The records that follow are to be copied word for word. Pictures should be omitted.

(Extracted records)
-*-

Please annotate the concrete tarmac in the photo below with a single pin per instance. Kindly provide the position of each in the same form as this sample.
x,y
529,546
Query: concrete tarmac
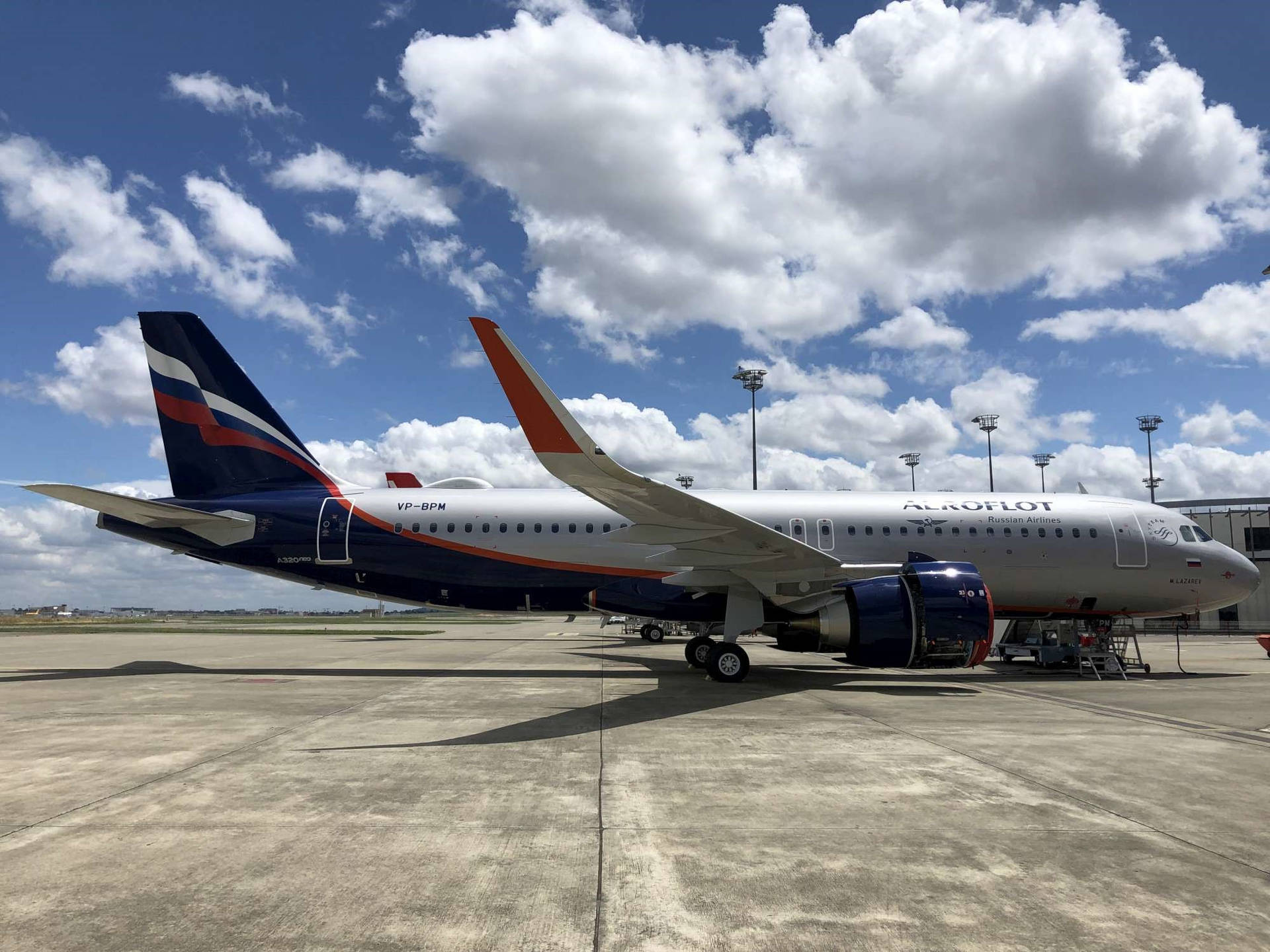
x,y
549,786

-*-

Response to the task
Please annotate the concrete tarmac in the photo below with a single pin per instance. Kindly provide the position of each in the same form as this sample.
x,y
529,546
Query: concrete tarmac
x,y
549,786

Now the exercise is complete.